** Start **

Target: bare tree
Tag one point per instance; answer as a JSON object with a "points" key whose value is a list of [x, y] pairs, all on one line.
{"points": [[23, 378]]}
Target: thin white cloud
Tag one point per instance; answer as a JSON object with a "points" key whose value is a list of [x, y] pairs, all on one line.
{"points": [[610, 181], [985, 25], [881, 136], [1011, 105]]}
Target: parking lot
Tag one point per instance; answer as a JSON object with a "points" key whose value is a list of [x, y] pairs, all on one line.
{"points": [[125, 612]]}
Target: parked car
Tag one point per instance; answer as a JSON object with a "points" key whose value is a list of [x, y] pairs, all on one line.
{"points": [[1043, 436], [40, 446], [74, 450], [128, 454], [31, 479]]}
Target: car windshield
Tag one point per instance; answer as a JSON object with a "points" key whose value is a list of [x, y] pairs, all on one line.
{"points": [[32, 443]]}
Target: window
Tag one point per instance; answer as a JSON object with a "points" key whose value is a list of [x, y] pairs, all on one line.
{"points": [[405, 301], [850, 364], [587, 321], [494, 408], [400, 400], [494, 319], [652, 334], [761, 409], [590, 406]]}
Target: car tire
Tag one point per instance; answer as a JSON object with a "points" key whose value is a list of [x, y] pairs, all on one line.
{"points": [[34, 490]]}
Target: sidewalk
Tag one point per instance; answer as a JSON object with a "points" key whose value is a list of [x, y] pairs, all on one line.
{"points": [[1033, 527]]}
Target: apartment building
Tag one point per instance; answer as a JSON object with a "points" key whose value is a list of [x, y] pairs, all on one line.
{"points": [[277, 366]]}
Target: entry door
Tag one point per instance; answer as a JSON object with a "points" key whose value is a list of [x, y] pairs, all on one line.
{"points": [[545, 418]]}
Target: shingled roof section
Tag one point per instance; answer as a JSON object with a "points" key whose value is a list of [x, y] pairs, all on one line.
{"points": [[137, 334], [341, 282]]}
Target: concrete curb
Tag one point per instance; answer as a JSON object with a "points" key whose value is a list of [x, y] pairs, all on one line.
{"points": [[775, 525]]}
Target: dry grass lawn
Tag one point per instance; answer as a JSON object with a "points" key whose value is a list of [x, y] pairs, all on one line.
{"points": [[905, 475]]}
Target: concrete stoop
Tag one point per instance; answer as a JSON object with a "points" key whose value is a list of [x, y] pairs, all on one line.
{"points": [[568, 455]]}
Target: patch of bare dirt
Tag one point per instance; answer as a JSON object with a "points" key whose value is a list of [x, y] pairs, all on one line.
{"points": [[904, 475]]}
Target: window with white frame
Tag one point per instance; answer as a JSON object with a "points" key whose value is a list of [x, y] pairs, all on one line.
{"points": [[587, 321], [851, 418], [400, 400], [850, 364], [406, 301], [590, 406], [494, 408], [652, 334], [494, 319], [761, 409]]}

** End **

EXERCISE:
Rewrite the data above with every "Target" renamed to "Object", and leave everything else unchanged.

TASK SOLUTION:
Object: bare tree
Tag one point per instance; answer as a JSON object with a "points" key whose value is a list of [x, y] pairs, all on one line.
{"points": [[23, 378]]}
Object: thin white cloud
Tag one point per instance; answer as a JSON object with a "points" key whose value is a list of [x, y] pairs, all on one line.
{"points": [[610, 181], [985, 25], [881, 136], [1011, 105]]}
Object: parking lot
Tag one point per instance; answer as a JSON object with a "points" key whose value is a list of [x, y] pairs, all on one line.
{"points": [[125, 612]]}
Object: parked car
Tag one point per instance; answer as a JSON object with a "points" key whose value is a list of [x, y] pairs, all on one line.
{"points": [[1043, 436], [40, 446], [74, 450], [128, 454], [31, 479]]}
Object: car windshield
Tag one point per instance; answer as a JSON object with a "points" key whose value is a list of [x, y] pairs, all on one line.
{"points": [[32, 443]]}
Object: window
Tag one point per instance; answer as a JSON object with a "points" key whose value is a list of [x, y] pairs, all on one line.
{"points": [[405, 301], [850, 364], [587, 321], [494, 408], [400, 400], [494, 319], [652, 334], [761, 409], [590, 406]]}
Object: car tire
Tag one point per instance; answer as a JSON object with a "points" key whose value is a list of [x, y] pairs, all on one line.
{"points": [[34, 490]]}
Object: sidewalk
Tag one point per instance; answer as a JSON object with a "points" key whose value is a list of [x, y] pairs, all on one line.
{"points": [[1033, 527]]}
Object: apartment building
Tag one point per instance; answer as a JSON object with a "points" key whose value is a list of [x, y] pairs, all on one line.
{"points": [[277, 366]]}
Object: entry door
Tag one point per instance; answer as a JSON object with a "points" key whose value is a list of [x, y] pairs, all on one line.
{"points": [[545, 418]]}
Object: shingled roof section
Tag one point per instance; answer as a JSON object with a "points" key whose value is a list of [x, y] pairs, all on one line.
{"points": [[137, 334], [341, 282]]}
Object: concrete curb
Tag one point per instance; answer as a JSON object with a "points" key whose value is a list of [x, y] pairs, all on one line.
{"points": [[775, 525]]}
Object: dry grass lawn
Tag one point per instance; answer as a JSON object with a "points" key whose value is a list of [x, y] pairs, all on one line.
{"points": [[905, 475]]}
Object: concrete stoop
Tag one point per instance; answer as a JSON object with a "points" key whose value is a list of [x, y] pairs, all on one line.
{"points": [[568, 455]]}
Object: patch of bare dirt
Tag one point per instance; answer as a JSON object with a "points" key whose value is a list of [x, y] pairs, all on one line.
{"points": [[904, 475]]}
Object: window with white frame
Tag one point per instance; answer as a JSON object with a "points" key whose value is a list of [x, y] pairs, all on one line.
{"points": [[587, 321], [851, 418], [400, 400], [850, 364], [406, 301], [590, 406], [494, 408], [652, 334], [494, 319], [761, 409]]}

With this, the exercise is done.